**What is needed:** Go through the data below and return each line where the string "green" appears.

:: Provided material

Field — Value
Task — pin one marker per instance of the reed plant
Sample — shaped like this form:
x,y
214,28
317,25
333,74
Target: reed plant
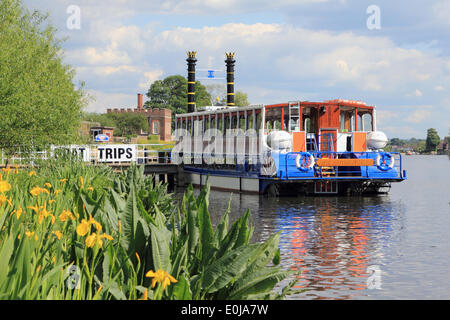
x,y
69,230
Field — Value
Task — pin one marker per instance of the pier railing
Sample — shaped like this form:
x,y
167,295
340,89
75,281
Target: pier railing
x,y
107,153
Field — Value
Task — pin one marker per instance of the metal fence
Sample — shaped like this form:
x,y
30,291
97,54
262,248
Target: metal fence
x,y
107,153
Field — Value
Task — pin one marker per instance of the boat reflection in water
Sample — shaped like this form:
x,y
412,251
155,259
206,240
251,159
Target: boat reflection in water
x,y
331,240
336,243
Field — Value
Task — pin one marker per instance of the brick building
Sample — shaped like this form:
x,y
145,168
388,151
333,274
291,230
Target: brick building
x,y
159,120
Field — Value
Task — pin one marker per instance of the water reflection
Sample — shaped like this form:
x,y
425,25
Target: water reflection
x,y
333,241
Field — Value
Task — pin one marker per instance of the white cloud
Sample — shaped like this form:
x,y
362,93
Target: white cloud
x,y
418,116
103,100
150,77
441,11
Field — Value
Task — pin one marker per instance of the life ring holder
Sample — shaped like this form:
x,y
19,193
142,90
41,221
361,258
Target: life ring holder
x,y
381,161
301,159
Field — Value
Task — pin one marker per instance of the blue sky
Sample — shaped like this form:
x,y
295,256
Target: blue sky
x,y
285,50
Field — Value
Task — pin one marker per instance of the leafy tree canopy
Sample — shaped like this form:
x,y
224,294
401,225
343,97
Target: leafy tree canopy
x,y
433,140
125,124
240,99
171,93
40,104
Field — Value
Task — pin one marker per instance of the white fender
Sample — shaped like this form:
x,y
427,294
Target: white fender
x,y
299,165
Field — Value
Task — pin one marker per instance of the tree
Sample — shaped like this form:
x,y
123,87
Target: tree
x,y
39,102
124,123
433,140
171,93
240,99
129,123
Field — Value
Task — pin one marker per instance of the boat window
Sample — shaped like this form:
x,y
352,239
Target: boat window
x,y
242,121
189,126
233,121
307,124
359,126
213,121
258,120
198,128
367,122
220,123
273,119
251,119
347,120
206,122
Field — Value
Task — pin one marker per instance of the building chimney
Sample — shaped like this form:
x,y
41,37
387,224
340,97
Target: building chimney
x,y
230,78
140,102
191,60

::::
:: Provided material

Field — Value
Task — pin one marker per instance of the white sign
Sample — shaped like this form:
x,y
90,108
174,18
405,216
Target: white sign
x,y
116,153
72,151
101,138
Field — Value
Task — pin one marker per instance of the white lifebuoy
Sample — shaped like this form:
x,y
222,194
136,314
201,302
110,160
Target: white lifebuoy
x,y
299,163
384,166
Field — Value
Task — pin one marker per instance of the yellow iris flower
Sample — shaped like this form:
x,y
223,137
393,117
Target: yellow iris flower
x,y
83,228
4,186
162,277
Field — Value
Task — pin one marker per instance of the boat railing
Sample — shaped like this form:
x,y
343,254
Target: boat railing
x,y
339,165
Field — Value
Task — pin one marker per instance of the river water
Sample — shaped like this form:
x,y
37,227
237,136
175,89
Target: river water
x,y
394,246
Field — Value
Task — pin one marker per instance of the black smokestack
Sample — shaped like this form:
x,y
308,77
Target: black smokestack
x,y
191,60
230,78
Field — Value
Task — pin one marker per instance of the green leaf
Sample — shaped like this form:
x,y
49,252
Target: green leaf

::::

**Answer space:**
Task — pin one marker per instance of the green leaf
Target: green leaf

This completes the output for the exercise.